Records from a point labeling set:
* Start *
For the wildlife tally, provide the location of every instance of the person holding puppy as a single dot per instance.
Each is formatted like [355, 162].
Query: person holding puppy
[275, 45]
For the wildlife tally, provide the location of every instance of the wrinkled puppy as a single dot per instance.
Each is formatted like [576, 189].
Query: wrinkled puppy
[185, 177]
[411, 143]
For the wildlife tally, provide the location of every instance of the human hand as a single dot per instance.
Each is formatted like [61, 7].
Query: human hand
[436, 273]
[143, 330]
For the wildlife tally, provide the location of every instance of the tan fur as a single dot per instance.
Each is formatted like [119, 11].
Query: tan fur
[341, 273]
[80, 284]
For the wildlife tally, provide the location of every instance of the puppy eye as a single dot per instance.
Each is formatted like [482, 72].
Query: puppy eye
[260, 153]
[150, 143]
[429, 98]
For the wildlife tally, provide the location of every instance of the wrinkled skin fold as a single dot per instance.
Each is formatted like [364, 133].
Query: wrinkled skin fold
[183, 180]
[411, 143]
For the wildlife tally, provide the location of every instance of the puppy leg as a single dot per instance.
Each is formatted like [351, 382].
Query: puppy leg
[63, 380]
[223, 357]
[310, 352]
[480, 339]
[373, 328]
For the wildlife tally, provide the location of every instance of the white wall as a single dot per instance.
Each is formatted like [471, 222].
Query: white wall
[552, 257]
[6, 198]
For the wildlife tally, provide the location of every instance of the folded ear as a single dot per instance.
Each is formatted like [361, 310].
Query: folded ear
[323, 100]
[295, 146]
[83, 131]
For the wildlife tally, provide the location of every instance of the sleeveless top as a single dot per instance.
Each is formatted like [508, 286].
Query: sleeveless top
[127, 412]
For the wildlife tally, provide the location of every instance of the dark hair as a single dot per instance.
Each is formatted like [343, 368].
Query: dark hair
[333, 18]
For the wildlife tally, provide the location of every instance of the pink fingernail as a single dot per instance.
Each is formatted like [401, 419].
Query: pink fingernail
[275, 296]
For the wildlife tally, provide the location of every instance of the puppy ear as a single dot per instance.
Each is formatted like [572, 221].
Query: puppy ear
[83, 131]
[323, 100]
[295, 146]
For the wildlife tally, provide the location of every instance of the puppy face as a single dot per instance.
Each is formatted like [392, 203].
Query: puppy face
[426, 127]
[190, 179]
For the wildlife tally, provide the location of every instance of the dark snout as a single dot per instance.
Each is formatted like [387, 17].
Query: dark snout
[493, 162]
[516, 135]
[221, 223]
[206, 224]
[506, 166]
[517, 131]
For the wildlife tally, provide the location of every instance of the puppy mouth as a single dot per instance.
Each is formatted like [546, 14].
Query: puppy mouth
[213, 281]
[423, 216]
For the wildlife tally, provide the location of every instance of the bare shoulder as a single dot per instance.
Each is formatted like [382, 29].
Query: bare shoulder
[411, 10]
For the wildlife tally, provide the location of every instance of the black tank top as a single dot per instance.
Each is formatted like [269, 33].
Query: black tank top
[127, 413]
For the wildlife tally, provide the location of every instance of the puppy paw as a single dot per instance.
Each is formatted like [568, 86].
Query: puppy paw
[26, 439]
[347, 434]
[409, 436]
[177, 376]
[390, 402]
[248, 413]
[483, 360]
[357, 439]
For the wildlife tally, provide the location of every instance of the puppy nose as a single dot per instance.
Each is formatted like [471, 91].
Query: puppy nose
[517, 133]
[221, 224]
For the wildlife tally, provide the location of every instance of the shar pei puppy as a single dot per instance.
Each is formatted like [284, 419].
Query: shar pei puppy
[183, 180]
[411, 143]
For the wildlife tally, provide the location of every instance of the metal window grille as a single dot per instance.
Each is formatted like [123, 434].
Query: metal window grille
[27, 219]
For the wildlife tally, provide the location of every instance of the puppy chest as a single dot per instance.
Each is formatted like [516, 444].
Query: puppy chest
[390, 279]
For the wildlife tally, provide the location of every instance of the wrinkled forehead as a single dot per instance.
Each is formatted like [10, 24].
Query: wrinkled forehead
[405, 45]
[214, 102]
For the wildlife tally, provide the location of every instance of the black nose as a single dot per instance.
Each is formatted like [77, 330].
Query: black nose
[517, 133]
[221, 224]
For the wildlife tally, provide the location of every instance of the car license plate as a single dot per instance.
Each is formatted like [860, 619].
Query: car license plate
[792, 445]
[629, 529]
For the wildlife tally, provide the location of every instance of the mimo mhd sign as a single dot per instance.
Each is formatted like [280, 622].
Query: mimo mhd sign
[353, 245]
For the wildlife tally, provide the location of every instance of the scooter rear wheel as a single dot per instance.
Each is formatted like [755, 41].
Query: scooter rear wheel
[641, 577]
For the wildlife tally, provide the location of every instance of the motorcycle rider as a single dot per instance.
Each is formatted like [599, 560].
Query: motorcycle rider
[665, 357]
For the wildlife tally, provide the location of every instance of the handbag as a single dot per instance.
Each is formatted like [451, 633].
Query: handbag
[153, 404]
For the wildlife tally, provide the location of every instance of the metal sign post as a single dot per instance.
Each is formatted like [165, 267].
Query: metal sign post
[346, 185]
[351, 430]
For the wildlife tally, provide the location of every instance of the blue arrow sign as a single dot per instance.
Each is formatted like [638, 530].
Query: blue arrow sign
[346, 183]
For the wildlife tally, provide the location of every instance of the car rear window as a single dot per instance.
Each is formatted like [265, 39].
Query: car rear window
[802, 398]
* End *
■ **GOAL**
Rewrite every row above as a numbered list, leaving out any blank lines.

■ **SOLVED PROBLEM**
1. For the wildlife tally, provide the location of every instance of the person holding puppy as a single dot per instance.
2. Each is formatted like [355, 162].
3. Query: person holding puppy
4. [275, 45]
5. For the wildlife tally, provide the location of every instance of the wrinkled puppy as a single dot per instance.
6. Each is formatted like [576, 189].
7. Query: wrinkled puppy
8. [185, 177]
9. [411, 143]
10. For the wildlife tally, provide the location of every instance of the human hand as a single dot per instance.
11. Each is formatted like [61, 7].
12. Query: human hand
13. [436, 273]
14. [143, 330]
15. For the wildlife tally, provide the location of every instance of the tan fur as a single dot per instance.
16. Each is formatted like [119, 11].
17. Query: tan fur
18. [341, 273]
19. [80, 284]
20. For the wildlife tally, provide the location of every instance of the puppy eye as a single dot per instance.
21. Each is formatted like [482, 72].
22. Query: puppy eye
23. [260, 153]
24. [150, 143]
25. [429, 98]
26. For the wildlife tally, provide the location of every instance of the wrinkled skin fold as a single dot per instance.
27. Each is formatted like [364, 133].
28. Query: wrinkled skin fold
29. [183, 180]
30. [411, 143]
31. For the wildlife tally, provide the location of every instance of the puppy leg as a single dot per instance.
32. Each is formatted like [351, 382].
33. Query: puppy leg
34. [63, 380]
35. [223, 357]
36. [310, 352]
37. [480, 339]
38. [373, 328]
39. For the wildlife tally, provide the location of every instance of the white wall as a single dot per instance.
40. Each is formatted like [471, 222].
41. Query: white wall
42. [552, 257]
43. [6, 198]
44. For the wildlife tally, provide the location of every instance of the folded ear as a single dot per instance.
45. Each is formatted like [361, 310].
46. Query: folded ear
47. [323, 100]
48. [295, 146]
49. [83, 131]
50. For the wildlife tally, provide the location of every instance of the sleeveless top as a single dot per instance.
51. Each is formatted like [508, 286].
52. Query: sleeveless top
53. [127, 412]
54. For the wildlife tally, provide the location of every instance of the dark hair as a single dot per instance.
55. Each is formatted like [343, 368].
56. Query: dark hair
57. [333, 18]
58. For the wildlife tally, provide the location of every instance of the pink fingernail as a single dot per instance.
59. Each is formatted like [401, 419].
60. Query: pink fingernail
61. [275, 296]
62. For the wildlife tally, provide the location of every instance of the puppy ear as a single dot per instance.
63. Each is formatted like [572, 221].
64. Query: puppy ear
65. [83, 131]
66. [323, 100]
67. [295, 146]
68. For the wildlife tally, provide the location of every instance of the puppy face as a single dot per instance.
69. Each is formatted like [392, 203].
70. Query: puppy face
71. [426, 127]
72. [190, 179]
73. For the wildlife tally, provide the location of every instance of the dark snout as a single dot per instance.
74. Each is formatted like [387, 17].
75. Query: dark snout
76. [493, 162]
77. [516, 135]
78. [221, 223]
79. [206, 224]
80. [506, 166]
81. [517, 131]
82. For the wildlife tally, provide the location of every instance of the puppy mouth as a single dot per instance.
83. Each is formatted like [546, 14].
84. Query: puppy mouth
85. [213, 281]
86. [423, 216]
87. For the wildlife tally, provide the location of every instance of the bare shoulder as a single dot per instance.
88. Each is formatted like [382, 29].
89. Query: bare shoulder
90. [411, 10]
91. For the wildlife tally, provide the location of every instance of the black tank top as a single dot per instance.
92. Each is formatted like [269, 33].
93. Query: black tank top
94. [127, 413]
95. For the wildlife tally, provide the location of every instance of the puppy paw as a single dot per instance.
96. Each is formatted like [568, 86].
97. Query: puppy paw
98. [26, 439]
99. [347, 434]
100. [409, 436]
101. [177, 376]
102. [390, 402]
103. [248, 413]
104. [483, 360]
105. [357, 439]
106. For the wildlife tally, provide the location of every instance of the puppy nose as a single dot per instance.
107. Each is formatted like [471, 91].
108. Query: puppy nose
109. [517, 133]
110. [221, 224]
111. For the wildlife tally, provide the location of every instance of the shar pei puppy as a single dot per instance.
112. Each is formatted like [284, 419].
113. Query: shar pei puppy
114. [183, 180]
115. [411, 143]
116. For the wildlife tally, provide the location of every instance of the metal window grille as a single dot per instance.
117. Each is formatted like [123, 434].
118. Query: metal window grille
119. [27, 219]
120. For the wildlife tally, provide the location of every instance of the puppy chest as a single dot per instance.
121. Each is formatted like [516, 444].
122. Query: puppy chest
123. [390, 279]
124. For the wildlife tally, provide the location of every instance of the wrinkled forehead as a single dot per instance.
125. Each is formatted like [10, 24].
126. Query: wrinkled forehead
127. [405, 45]
128. [214, 102]
129. For the wildlife tally, provide the location of every instance of the black nose as a single dot per instance.
130. Each is formatted like [77, 330].
131. Query: black nose
132. [517, 133]
133. [221, 224]
134. For the wildlife tally, provide the location of every instance of the car license plate as a single dot per instance.
135. Each is formatted like [860, 619].
136. Query: car license plate
137. [792, 445]
138. [629, 529]
139. For the wildlife tally, provide the location of every instance of the mimo mhd sign as a single dot per instance.
140. Each is formatted like [280, 622].
141. Query: mimo mhd sign
142. [353, 245]
143. For the wildlife tally, provide the location of every instance of the scooter rear wheel as a single dot per instance.
144. Each is formatted like [755, 41].
145. Query: scooter rear wheel
146. [641, 577]
147. For the wildlife tally, provide the location of every instance of the motorcycle rider as a single dot per instance.
148. Each is formatted like [599, 560].
149. Query: motorcycle rider
150. [665, 357]
151. For the wildlife tally, provide the location of every instance of the handbag as a single dot per instance.
152. Each is formatted like [451, 633].
153. Query: handbag
154. [153, 404]
155. For the wildlife tally, provide the location of every instance of the metal sign post as a single dot per instance.
156. Each is formatted like [165, 267].
157. Query: metal sign post
158. [346, 185]
159. [351, 430]
160. For the wildlife tally, provide the location of every instance of the blue arrow sign as a single dot per instance.
161. Each is formatted like [638, 530].
162. Query: blue arrow sign
163. [346, 183]
164. For the wildlife tally, provide the location of every instance of the car rear window as a single dot per instance.
165. Each is formatted like [265, 39].
166. Query: car rear window
167. [802, 398]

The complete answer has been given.